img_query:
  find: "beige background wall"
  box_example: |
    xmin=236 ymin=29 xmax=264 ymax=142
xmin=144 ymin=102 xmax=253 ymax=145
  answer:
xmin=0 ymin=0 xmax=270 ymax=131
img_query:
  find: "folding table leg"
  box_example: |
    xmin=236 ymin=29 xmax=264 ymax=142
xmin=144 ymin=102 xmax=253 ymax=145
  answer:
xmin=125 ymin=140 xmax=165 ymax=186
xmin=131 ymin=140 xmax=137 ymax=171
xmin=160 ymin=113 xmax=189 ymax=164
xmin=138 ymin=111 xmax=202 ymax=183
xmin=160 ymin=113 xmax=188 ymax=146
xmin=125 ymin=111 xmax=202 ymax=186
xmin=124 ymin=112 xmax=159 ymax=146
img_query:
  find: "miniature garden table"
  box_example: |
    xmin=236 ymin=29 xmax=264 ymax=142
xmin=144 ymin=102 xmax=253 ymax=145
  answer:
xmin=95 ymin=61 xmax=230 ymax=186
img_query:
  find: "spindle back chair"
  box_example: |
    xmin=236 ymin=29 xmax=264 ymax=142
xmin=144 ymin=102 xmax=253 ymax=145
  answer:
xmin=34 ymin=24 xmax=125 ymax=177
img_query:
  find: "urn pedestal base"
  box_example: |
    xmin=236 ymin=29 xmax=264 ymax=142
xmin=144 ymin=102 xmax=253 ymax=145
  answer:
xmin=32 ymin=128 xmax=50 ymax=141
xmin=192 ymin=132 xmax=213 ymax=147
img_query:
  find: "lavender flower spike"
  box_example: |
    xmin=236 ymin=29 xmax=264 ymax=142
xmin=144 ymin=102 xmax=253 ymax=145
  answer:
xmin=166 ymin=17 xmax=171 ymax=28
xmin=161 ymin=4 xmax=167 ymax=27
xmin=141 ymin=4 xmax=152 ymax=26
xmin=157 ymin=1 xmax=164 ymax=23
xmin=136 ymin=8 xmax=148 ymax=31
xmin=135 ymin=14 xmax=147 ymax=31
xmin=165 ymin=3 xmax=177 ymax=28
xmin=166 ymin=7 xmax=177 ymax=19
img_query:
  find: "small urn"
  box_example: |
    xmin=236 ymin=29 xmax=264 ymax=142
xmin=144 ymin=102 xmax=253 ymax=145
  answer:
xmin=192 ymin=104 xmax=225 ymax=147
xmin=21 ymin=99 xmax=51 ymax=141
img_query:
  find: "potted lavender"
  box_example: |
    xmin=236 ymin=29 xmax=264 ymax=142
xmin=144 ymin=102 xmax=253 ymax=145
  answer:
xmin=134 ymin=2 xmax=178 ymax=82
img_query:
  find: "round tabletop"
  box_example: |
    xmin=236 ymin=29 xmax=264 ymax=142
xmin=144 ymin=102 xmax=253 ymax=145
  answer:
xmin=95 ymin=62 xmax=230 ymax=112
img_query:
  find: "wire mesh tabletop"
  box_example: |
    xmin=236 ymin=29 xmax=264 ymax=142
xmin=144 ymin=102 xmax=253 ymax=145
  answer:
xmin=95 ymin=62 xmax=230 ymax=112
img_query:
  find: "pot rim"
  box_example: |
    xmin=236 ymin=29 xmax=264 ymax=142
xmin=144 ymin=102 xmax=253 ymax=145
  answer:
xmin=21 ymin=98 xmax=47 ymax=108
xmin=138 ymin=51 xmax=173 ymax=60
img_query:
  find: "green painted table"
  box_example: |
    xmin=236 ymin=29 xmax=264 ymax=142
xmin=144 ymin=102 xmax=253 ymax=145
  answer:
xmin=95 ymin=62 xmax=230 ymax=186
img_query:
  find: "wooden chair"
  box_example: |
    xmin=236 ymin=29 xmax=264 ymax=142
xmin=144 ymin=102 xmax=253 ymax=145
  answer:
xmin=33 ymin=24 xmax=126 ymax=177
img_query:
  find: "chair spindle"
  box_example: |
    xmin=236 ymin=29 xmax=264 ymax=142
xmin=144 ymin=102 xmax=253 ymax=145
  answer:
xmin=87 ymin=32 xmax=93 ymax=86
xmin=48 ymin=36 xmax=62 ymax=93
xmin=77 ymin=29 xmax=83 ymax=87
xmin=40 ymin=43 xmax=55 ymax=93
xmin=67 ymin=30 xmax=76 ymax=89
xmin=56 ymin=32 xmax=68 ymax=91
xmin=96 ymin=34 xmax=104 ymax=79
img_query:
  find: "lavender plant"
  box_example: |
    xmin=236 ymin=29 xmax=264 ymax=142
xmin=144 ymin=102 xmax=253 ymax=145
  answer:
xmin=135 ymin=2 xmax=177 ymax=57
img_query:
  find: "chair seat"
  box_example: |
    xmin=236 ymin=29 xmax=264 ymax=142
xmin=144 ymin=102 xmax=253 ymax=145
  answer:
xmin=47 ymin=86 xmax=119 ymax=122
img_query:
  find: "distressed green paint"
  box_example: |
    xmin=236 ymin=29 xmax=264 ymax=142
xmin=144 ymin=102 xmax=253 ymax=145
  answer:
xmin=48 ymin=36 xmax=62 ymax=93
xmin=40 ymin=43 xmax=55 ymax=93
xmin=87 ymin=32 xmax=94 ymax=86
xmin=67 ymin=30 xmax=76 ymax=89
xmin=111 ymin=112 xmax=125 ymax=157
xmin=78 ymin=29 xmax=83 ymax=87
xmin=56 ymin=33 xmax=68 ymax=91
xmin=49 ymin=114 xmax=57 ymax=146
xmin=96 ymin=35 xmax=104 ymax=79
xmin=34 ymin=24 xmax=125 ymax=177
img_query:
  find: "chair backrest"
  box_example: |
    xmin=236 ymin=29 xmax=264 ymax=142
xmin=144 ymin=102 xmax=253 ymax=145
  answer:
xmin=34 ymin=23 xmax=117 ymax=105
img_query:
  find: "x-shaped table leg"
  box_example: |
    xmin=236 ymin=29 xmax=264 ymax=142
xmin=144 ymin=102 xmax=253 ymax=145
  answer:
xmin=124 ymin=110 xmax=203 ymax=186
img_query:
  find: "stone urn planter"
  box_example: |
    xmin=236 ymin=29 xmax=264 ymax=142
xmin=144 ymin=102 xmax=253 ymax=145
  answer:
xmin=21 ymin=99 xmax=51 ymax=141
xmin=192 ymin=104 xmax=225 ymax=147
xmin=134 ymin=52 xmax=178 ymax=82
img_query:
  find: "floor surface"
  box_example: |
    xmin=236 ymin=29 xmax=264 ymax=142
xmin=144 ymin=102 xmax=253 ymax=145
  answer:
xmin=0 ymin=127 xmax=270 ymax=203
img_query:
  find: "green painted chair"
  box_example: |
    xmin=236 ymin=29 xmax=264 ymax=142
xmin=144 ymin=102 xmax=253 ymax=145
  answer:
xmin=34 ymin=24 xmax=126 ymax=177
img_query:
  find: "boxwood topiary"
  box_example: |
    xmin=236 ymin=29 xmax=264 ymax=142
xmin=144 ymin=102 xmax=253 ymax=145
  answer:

• **REQUIRED WORK**
Tally how many lines of the records hold the word "spindle". Answer with the number only.

• **PROBLEM SOLUTION**
2